* MATERIAL SHOWN *
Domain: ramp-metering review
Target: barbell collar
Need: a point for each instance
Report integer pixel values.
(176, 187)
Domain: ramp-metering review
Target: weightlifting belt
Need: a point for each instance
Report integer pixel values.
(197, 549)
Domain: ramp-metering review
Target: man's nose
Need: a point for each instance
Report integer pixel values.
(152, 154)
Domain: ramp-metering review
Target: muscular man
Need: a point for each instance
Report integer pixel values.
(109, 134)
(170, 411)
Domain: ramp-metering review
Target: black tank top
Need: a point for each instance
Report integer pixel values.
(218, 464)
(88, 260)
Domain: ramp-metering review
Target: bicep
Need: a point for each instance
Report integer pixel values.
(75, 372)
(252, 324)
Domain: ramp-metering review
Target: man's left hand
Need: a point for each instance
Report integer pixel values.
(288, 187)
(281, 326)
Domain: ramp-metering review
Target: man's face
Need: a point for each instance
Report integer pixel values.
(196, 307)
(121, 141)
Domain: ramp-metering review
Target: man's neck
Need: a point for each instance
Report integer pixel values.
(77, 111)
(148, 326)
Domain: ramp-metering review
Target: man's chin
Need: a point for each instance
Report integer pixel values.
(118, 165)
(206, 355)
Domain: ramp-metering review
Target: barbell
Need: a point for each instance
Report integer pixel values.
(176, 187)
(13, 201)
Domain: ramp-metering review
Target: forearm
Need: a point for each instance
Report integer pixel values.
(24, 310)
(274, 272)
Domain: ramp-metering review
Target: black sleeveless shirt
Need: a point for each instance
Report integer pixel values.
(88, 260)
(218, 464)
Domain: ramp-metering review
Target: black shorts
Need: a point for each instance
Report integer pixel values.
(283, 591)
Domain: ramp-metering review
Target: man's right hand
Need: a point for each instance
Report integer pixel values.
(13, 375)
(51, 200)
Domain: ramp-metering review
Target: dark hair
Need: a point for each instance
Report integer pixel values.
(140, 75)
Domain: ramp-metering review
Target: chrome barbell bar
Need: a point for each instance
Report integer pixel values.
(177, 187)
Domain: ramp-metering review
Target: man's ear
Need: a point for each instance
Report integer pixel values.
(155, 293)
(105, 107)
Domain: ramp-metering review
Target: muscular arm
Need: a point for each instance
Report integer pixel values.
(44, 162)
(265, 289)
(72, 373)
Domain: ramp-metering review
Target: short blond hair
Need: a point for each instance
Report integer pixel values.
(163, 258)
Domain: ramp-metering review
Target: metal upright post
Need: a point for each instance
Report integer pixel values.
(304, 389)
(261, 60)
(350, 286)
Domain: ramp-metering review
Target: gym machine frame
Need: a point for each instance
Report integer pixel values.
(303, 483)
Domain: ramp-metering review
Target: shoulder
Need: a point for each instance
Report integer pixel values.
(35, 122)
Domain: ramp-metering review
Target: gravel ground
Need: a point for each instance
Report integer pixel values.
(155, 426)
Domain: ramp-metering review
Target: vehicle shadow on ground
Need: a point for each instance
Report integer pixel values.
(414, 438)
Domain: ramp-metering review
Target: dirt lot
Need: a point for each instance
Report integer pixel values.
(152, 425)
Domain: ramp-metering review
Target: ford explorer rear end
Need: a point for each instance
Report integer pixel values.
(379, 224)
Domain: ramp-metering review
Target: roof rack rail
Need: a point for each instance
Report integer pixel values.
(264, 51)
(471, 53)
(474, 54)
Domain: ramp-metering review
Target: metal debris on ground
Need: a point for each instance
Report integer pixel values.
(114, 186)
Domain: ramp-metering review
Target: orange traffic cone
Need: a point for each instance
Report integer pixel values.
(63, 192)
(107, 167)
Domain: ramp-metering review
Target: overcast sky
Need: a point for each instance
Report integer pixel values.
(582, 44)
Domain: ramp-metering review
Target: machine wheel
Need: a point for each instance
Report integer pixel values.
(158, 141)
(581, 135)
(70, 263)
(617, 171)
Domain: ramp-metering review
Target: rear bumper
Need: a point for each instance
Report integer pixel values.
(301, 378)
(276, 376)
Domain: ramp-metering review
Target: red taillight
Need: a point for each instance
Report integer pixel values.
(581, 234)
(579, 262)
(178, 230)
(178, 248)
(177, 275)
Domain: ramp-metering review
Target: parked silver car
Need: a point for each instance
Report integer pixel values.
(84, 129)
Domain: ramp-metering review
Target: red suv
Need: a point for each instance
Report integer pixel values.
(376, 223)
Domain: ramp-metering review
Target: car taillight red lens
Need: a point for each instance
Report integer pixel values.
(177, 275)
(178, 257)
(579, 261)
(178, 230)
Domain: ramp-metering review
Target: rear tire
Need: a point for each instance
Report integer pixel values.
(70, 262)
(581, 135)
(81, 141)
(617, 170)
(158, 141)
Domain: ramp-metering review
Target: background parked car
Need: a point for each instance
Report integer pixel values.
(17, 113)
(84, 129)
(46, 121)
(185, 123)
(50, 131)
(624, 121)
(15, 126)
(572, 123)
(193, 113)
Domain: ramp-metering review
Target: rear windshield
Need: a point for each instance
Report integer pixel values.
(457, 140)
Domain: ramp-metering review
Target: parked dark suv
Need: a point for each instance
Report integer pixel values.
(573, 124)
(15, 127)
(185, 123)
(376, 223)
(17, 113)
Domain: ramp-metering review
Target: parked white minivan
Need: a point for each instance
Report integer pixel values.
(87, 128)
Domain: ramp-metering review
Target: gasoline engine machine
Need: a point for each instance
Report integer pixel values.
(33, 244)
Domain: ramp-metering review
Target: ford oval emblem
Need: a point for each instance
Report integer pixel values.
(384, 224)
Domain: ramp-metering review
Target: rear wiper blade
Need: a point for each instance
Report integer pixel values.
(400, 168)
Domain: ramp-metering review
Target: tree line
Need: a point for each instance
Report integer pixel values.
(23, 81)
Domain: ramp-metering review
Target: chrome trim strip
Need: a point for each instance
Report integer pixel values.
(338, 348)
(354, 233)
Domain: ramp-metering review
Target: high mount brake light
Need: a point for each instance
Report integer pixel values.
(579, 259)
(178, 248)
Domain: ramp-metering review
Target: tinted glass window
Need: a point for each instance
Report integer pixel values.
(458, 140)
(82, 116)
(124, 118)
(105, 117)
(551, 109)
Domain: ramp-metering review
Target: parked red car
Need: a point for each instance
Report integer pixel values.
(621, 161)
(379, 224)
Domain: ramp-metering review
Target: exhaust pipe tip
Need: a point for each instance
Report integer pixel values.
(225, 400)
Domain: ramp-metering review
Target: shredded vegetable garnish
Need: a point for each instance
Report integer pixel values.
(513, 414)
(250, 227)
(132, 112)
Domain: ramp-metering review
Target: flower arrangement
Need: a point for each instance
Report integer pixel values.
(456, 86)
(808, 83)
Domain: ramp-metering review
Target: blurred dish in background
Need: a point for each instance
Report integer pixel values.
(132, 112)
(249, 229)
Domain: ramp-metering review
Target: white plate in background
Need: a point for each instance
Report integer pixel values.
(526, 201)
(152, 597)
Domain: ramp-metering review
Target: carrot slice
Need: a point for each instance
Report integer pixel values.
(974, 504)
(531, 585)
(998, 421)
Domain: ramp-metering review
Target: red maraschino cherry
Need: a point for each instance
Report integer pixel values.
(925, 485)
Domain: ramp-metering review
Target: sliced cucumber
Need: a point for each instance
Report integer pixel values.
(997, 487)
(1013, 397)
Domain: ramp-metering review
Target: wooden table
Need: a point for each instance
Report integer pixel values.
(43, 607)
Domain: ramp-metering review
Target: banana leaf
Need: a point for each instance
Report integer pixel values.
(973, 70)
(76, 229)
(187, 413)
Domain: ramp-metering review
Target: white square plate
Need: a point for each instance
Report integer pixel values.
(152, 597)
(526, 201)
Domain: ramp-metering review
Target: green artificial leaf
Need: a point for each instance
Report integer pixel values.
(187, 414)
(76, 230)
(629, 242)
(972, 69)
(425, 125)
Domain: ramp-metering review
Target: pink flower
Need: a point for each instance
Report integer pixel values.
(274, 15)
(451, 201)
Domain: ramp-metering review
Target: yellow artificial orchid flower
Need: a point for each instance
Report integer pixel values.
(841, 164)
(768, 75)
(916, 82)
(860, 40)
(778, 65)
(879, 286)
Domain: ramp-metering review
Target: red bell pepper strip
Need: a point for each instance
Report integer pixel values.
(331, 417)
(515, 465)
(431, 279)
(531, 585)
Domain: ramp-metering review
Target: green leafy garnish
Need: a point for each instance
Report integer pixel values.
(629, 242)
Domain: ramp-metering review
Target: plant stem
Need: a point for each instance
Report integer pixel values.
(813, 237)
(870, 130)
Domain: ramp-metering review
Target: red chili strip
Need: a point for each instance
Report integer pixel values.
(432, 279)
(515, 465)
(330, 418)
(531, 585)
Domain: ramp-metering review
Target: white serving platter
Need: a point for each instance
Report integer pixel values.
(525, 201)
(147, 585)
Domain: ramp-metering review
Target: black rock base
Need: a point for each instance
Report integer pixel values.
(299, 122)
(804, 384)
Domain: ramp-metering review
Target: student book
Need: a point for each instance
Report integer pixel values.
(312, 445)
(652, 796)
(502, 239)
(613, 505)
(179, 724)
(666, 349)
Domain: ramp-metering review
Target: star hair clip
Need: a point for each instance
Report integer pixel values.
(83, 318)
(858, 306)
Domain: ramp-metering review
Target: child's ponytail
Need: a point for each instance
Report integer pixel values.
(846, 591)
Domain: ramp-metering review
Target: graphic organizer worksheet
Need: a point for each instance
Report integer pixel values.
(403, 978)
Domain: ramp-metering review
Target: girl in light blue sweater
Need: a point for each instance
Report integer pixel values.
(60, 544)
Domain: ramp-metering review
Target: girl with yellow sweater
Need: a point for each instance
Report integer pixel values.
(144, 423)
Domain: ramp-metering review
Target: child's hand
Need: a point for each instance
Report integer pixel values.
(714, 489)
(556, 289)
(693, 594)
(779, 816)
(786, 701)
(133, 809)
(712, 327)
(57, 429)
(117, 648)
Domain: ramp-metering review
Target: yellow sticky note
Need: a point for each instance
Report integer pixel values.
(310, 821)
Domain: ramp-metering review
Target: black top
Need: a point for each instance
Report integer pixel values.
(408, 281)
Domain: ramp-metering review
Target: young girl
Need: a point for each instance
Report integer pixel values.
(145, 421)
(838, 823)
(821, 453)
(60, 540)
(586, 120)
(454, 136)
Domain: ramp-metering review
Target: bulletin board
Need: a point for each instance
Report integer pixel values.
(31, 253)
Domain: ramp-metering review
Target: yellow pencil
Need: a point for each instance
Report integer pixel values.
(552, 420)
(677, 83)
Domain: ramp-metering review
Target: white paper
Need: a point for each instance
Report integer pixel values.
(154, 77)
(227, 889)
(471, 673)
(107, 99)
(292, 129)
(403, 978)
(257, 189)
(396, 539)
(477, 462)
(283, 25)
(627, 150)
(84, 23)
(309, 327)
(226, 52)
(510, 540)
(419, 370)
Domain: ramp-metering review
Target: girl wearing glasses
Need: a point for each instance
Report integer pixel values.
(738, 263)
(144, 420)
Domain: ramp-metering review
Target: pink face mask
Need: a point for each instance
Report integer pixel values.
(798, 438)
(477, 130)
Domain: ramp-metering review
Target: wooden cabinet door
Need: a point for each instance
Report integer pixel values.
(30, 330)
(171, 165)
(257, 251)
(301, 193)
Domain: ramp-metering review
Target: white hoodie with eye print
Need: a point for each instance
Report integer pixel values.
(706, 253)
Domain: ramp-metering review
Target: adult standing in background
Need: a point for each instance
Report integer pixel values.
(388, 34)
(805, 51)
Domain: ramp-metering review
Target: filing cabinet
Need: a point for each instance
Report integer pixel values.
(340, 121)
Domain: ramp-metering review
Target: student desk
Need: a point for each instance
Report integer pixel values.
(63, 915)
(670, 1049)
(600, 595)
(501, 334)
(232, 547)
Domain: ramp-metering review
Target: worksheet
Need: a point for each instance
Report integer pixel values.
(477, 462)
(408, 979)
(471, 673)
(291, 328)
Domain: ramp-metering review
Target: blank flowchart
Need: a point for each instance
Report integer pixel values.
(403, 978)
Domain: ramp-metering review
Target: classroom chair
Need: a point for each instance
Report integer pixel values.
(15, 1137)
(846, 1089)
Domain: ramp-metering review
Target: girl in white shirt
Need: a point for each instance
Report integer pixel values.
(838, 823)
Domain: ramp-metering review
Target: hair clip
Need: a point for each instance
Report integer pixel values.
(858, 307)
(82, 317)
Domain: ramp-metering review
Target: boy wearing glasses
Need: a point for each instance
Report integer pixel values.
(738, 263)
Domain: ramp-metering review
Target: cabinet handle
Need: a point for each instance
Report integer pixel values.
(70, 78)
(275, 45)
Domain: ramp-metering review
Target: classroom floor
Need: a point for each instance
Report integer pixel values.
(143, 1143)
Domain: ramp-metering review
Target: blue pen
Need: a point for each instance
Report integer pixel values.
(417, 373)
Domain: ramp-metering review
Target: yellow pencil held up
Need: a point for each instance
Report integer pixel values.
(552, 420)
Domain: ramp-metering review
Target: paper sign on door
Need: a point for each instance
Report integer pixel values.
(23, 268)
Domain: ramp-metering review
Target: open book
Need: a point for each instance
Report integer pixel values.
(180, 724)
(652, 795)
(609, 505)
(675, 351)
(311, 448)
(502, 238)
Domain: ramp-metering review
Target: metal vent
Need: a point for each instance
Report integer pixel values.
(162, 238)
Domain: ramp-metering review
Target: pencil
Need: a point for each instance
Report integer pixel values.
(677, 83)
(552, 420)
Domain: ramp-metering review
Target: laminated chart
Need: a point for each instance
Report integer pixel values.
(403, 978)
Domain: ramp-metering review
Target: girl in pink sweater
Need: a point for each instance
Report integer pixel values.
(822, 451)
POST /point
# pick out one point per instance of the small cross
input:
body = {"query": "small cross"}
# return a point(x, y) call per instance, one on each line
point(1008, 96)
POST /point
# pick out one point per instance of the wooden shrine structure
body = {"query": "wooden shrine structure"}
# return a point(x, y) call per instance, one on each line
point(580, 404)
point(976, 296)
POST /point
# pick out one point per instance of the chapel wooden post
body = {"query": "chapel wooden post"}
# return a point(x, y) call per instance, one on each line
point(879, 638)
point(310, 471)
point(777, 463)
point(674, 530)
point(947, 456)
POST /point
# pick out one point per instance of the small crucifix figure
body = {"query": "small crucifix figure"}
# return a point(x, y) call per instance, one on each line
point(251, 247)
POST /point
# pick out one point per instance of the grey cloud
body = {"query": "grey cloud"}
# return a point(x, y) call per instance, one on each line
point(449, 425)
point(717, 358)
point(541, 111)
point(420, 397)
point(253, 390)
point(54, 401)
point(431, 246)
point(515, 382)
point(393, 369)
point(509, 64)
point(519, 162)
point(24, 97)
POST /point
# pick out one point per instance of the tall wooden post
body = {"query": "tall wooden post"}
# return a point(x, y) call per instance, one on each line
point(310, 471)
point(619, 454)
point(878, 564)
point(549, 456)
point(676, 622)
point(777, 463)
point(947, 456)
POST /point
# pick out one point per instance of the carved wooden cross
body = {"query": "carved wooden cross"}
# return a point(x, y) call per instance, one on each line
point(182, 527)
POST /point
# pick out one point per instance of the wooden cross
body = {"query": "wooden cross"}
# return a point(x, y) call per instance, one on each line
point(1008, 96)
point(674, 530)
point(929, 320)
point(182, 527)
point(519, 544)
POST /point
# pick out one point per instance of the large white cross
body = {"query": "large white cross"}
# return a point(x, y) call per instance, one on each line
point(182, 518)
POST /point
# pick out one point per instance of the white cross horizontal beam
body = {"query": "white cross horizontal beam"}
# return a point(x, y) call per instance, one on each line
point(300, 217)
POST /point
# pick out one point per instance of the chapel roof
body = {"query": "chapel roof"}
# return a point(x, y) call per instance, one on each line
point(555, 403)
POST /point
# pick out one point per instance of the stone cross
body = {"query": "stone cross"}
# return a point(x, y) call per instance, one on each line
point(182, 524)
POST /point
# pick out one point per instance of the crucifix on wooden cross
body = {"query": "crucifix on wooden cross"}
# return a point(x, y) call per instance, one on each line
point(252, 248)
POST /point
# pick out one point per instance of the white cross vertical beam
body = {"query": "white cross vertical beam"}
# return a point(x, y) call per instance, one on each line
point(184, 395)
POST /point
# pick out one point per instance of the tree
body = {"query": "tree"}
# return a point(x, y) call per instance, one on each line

* YOUR GOAL *
Begin at the line that has "Target: wooden table" in the entries above; stop after the line that has "Target: red bell pepper strip". Transcribe exactly those lines and no others.

* COMPLETED TASK *
Target: wooden table
Need: a point for each instance
Report integer pixel values.
(43, 607)
Domain: ramp-metering review
Target: banana leaf
Need: a point for each instance
Report integer pixel values.
(973, 70)
(76, 229)
(187, 413)
Domain: ramp-metering review
Target: white square plate
Need: a point for each instance
Report integer pixel values.
(152, 597)
(526, 201)
Domain: ramp-metering review
Target: green artificial leaf
Need: a point for each instance
Report integer pixel values.
(187, 414)
(76, 230)
(629, 242)
(972, 69)
(425, 125)
Domain: ramp-metering review
Target: pink flower
Need: a point for each instance
Report integer pixel values.
(274, 15)
(451, 201)
Domain: ramp-metering review
Target: yellow artificial orchid flower
Need: a point for each instance
Report integer pixel values.
(841, 164)
(768, 75)
(916, 82)
(860, 40)
(778, 65)
(879, 286)
Domain: ramp-metering review
Target: red bell pepper strip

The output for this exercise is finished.